The delivery of radio frequency (RF) energy to target regions within solid tissue is known for a variety of purposes of particular interest to the present invention(s). In one particular application, RF energy may be delivered to diseased regions (e.g., tumors) for the purpose of ablating predictable volumes of tissue with minimal patient trauma. RF ablation of tumors is currently performed using one of two core technologies.
The first technology uses a single needle electrode, which when attached to a RF generator, emits RF energy from the exposed, non-insulated portion of the electrode. This energy translates into ion agitation, which is converted into heat and induces cellular death via coagulation necrosis. The second technology utilizes multiple needle electrodes, which have been designed for the treatment and necrosis of tumors in the liver and other solid tissues. In general, a multiple electrode array creates a larger lesion than that created by a single needle electrode.

Questions –
A) According to the passage on radio frequency ablation, how does the lesion from a multiple electrode array compare with the lesion from a single needle electrode?
B) Write out the passage on radio frequency ablation word for word, starting at "The delivery of" and ending at "two core technologies.".

Data listing –
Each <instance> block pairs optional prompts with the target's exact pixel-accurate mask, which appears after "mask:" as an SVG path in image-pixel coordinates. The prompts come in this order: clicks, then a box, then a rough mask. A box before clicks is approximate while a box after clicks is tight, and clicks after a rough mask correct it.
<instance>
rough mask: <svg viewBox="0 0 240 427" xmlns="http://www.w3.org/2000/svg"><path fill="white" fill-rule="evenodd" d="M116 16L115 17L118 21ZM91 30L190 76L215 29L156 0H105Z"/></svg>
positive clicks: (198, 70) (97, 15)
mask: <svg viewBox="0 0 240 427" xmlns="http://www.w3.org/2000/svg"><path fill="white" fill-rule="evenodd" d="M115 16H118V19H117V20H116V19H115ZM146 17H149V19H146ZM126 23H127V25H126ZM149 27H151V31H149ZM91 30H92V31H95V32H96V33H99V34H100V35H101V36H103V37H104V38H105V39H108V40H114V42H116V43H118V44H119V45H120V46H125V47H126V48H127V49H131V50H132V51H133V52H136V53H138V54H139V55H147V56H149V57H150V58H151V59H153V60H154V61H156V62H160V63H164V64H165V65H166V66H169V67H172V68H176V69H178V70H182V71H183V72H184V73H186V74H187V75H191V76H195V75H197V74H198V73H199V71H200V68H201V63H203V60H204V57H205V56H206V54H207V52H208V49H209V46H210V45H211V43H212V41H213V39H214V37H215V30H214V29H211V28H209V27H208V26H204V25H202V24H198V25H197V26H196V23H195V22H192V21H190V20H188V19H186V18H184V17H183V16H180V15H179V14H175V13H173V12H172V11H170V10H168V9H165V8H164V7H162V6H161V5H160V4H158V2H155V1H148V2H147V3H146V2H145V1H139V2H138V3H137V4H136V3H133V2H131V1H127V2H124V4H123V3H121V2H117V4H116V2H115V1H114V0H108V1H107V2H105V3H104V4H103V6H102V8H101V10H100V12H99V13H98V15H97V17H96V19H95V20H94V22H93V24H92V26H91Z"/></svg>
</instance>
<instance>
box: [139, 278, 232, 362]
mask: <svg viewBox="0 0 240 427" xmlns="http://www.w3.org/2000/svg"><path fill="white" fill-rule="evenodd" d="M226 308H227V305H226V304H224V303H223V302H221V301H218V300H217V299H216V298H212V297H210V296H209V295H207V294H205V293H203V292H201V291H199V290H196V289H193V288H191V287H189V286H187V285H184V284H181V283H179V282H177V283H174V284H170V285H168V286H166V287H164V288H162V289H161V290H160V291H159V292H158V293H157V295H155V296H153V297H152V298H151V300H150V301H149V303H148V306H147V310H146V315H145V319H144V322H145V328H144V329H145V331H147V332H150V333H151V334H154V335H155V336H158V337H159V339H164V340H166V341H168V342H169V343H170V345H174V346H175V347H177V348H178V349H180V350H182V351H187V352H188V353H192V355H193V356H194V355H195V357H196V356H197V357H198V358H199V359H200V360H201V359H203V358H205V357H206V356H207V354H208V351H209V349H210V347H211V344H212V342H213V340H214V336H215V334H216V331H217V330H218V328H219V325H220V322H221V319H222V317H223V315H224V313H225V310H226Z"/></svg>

Answer set –
A) The multiple electrode array creates a larger lesion.

B)
The delivery of radio frequency (RF) energy to target regions within solid tissue is known for a variety of purposes of particular interest to the present invention(s). In one particular application, RF energy may be delivered to diseased regions (e.g., tumors) for the purpose of ablating predictable volumes of tissue with minimal patient trauma. RF ablation of tumors is currently performed using one of two core technologies.